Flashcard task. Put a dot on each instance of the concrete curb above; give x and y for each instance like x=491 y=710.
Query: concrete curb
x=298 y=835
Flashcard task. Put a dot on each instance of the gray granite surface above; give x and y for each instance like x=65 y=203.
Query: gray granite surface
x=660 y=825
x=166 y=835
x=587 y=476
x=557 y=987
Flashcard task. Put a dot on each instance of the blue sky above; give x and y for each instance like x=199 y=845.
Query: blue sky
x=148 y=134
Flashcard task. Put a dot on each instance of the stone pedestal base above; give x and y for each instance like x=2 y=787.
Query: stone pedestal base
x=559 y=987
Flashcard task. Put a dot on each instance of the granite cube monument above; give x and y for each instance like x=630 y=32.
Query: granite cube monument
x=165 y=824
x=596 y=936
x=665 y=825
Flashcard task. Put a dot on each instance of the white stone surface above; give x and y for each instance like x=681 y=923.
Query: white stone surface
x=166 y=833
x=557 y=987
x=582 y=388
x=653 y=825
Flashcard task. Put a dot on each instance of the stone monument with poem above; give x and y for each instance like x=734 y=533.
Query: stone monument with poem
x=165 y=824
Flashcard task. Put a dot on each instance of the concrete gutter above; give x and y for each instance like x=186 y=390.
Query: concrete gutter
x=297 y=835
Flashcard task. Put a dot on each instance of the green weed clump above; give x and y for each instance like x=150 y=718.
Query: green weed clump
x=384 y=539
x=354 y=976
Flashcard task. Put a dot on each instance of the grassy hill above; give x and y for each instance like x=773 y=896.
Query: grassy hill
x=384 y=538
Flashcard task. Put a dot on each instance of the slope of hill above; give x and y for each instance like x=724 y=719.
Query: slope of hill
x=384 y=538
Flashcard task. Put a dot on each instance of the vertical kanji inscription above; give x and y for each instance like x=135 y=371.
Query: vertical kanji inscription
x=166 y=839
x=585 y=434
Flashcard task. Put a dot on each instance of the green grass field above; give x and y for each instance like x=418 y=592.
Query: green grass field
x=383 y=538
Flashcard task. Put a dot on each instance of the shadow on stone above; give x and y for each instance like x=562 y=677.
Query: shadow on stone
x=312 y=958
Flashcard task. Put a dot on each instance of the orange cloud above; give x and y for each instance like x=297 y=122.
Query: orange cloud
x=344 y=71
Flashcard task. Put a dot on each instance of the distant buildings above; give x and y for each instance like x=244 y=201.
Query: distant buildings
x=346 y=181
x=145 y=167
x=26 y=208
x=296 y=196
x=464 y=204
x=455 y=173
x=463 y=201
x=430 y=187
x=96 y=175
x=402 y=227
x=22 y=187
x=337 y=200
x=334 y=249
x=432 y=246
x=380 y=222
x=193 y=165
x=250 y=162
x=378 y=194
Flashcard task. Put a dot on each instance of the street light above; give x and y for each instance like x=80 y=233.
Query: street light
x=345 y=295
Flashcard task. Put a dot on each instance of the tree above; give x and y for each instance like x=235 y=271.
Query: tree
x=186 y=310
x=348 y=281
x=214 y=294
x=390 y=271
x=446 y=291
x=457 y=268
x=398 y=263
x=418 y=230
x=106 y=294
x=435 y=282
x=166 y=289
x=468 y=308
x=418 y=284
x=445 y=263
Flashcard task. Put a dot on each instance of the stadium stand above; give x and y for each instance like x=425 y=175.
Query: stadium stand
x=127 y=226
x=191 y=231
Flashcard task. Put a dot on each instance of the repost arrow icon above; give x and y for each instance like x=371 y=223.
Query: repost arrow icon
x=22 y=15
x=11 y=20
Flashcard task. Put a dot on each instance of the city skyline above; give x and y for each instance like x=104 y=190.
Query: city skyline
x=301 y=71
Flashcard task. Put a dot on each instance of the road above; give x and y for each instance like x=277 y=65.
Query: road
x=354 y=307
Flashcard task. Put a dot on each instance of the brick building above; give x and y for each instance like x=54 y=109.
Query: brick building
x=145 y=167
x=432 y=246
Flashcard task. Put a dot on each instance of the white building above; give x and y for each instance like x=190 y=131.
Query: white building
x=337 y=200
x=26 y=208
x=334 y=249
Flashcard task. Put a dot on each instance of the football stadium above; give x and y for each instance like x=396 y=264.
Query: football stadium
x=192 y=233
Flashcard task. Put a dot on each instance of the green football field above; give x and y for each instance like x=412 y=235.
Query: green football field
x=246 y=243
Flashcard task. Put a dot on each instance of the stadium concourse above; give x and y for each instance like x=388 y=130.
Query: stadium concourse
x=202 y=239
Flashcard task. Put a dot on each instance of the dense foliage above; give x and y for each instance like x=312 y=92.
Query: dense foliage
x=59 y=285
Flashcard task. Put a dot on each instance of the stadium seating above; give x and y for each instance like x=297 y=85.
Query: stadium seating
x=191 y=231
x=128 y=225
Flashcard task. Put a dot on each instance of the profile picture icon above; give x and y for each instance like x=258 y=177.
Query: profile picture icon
####
* WORK REQUIRED
Please copy out the entry lines above word for word, starting at the line that contains "Flashcard task. Put a dot on each instance of the distant" and ending at the line that contains "x=402 y=227".

* WORKED SOLUTION
Flashcard task. Put a dot on each instance of the distant buildings above; give x and y for each instance like x=244 y=201.
Query: distant buildings
x=346 y=181
x=145 y=167
x=26 y=208
x=296 y=196
x=464 y=204
x=455 y=173
x=463 y=201
x=430 y=187
x=96 y=175
x=402 y=227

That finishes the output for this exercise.